### Task directions
Extract the full set of records, then give each one again exactly.

### Input material
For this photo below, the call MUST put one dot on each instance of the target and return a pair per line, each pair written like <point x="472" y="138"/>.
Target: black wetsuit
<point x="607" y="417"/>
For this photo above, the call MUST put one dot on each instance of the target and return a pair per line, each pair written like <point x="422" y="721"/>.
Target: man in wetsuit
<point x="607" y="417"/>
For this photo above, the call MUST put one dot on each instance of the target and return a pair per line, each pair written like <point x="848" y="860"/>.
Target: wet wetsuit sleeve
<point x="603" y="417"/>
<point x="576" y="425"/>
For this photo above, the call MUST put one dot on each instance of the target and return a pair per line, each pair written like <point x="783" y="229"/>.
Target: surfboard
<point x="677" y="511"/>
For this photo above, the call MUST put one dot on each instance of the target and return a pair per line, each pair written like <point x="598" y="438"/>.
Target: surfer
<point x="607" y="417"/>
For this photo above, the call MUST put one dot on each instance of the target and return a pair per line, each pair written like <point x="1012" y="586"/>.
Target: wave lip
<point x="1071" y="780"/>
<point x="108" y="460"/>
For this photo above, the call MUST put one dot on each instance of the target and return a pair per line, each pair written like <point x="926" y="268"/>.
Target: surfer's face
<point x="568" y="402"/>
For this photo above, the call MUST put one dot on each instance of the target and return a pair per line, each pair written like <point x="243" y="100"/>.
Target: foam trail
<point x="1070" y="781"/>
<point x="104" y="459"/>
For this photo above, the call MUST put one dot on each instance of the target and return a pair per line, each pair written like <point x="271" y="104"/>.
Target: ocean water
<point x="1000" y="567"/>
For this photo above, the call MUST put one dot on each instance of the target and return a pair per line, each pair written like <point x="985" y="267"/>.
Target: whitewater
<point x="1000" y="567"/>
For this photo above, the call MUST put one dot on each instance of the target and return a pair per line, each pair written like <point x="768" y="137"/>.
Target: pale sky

### Written solution
For this photo below, the call MUST put one dot on each instance of the target and return a pair per line, each pair written like <point x="472" y="138"/>.
Target: black wetsuit
<point x="607" y="417"/>
For this photo above, the call MUST put one dot on each instance of the target and return a pair per line, each pair written like <point x="422" y="721"/>.
Target: man in wetsuit
<point x="607" y="417"/>
For this photo above, the call MUST put one dot on each instance of the target and return a pair per line, each pair written like <point x="848" y="860"/>.
Target: wet wetsuit sleeve
<point x="603" y="417"/>
<point x="576" y="425"/>
For this photo above, the call MUST put one dot on each instance of the target and return a pair per line, each pair written like <point x="783" y="229"/>.
Target: surfboard
<point x="677" y="511"/>
For this photo above, the call MUST put one dot on each instance of the target and return a pair per line, each pair written like <point x="598" y="438"/>.
Target: surfer
<point x="607" y="417"/>
For this photo above, the call MUST put one dot on each instance of the target and return a pair per line, each pair written like <point x="1012" y="586"/>.
Target: wave lip
<point x="1071" y="780"/>
<point x="108" y="460"/>
For this photo above, the call MUST put one dot on each instance of the target and return a pair per line, each pair written like <point x="926" y="268"/>.
Target: surfer's face
<point x="568" y="402"/>
For this photo above, the call MUST put one dot on each instance of the target and return a pair per line, each pair written like <point x="243" y="100"/>.
Target: foam trail
<point x="1070" y="781"/>
<point x="104" y="459"/>
For this photo above, the call MUST put one dot on each instance of the target and return a pair per line, each pair written like <point x="271" y="104"/>.
Target: ocean water
<point x="1000" y="567"/>
For this photo above, the call MUST put one dot on each instance of the target and return a pair per line, each pair written like <point x="985" y="267"/>.
Target: whitewater
<point x="1000" y="567"/>
For this photo above, the call MUST put one dot on each instance of the target and return a pair per line, each pair written like <point x="768" y="137"/>.
Target: pale sky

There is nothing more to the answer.